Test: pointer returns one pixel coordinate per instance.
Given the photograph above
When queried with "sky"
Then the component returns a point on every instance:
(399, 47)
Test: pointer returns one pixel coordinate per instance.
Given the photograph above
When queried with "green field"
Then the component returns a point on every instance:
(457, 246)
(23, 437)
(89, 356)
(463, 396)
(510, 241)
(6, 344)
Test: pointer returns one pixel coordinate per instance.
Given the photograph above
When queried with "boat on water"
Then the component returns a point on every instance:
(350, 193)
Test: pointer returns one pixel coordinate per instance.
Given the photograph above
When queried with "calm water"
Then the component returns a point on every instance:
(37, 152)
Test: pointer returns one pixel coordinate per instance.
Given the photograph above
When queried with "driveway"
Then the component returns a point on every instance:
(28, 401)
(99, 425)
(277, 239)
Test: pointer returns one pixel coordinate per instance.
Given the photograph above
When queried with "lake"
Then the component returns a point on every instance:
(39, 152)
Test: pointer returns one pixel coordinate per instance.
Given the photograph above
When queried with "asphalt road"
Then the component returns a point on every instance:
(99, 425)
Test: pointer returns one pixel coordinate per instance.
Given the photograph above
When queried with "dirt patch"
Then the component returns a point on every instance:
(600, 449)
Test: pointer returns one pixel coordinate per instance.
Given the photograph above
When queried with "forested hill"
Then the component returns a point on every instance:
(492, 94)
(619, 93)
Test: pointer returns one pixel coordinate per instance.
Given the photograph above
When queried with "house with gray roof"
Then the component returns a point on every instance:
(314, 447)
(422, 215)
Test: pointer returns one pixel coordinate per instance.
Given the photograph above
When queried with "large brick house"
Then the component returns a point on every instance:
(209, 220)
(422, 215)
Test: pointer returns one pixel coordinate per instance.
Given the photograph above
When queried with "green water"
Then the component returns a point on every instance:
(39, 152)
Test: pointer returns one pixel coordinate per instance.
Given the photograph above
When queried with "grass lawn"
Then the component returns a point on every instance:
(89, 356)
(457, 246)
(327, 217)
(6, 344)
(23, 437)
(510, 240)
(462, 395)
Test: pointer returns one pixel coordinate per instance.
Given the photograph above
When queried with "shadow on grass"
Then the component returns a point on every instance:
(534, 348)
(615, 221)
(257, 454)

•••••

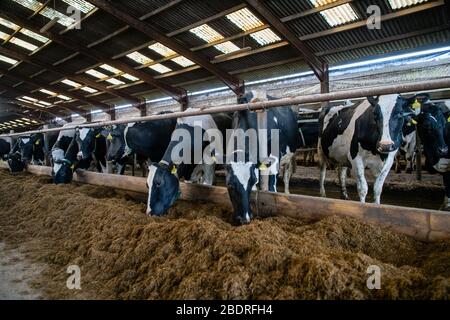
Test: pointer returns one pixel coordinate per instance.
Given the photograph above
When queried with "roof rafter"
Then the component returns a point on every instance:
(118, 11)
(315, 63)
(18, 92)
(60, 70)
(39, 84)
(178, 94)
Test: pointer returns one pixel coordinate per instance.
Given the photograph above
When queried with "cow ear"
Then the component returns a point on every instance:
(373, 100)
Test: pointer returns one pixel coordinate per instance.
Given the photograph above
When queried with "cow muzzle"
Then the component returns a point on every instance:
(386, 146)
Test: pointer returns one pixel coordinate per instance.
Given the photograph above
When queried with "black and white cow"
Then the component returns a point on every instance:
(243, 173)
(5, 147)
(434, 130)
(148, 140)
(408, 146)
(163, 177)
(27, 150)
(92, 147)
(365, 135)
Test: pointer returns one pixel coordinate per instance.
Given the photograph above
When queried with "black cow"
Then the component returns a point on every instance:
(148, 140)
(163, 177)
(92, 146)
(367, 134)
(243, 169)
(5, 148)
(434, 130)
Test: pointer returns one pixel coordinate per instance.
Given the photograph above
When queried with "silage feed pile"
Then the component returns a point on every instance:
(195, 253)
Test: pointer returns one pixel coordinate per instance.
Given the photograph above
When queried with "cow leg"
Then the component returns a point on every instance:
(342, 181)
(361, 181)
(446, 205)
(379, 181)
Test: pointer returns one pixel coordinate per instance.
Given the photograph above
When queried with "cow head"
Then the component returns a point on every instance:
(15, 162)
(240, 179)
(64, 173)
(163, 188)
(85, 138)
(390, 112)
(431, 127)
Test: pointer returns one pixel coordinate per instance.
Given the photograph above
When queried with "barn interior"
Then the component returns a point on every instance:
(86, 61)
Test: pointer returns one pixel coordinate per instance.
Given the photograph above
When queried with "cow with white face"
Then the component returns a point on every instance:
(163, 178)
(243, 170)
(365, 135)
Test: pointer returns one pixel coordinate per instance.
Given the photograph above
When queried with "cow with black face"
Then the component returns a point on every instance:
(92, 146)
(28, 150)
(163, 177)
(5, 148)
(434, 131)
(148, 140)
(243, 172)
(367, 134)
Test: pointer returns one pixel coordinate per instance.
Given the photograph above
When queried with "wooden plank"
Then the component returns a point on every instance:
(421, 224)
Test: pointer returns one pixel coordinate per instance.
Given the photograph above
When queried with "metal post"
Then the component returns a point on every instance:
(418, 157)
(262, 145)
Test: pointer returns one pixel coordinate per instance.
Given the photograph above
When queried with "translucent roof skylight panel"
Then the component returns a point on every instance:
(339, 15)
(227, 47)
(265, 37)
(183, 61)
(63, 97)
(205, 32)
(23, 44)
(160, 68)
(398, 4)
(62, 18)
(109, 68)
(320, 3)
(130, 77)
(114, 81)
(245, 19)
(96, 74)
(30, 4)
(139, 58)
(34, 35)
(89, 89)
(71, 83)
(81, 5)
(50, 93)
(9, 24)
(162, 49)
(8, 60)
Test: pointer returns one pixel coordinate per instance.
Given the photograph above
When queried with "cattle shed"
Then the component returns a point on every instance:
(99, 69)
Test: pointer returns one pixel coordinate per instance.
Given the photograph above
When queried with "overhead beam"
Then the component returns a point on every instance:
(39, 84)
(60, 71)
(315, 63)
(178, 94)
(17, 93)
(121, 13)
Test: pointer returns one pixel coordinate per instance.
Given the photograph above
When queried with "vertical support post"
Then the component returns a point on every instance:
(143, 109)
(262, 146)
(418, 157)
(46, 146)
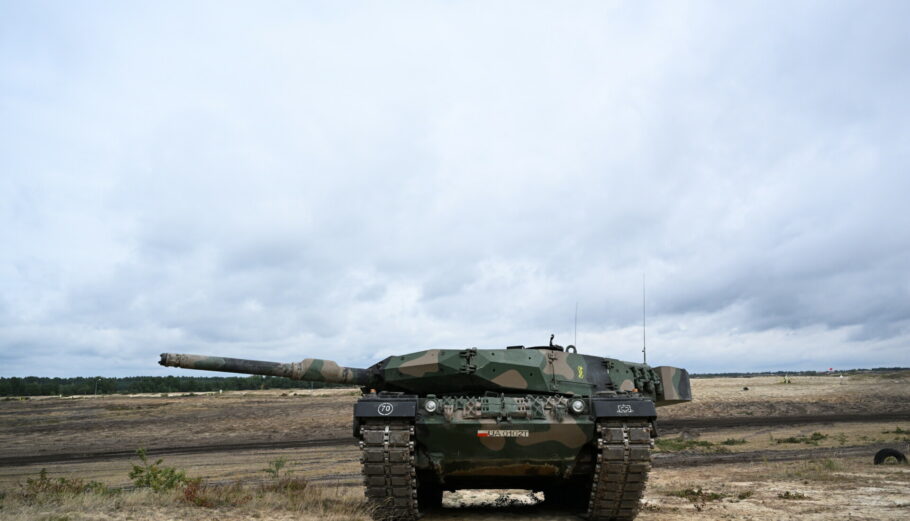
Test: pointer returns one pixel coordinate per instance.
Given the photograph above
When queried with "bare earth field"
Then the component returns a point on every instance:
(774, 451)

•••••

Locate each line in the listing above that includes the word "white" and copy those lines out in full.

Exercise response »
When queried with "black and white cow"
When queried with "cow with white face"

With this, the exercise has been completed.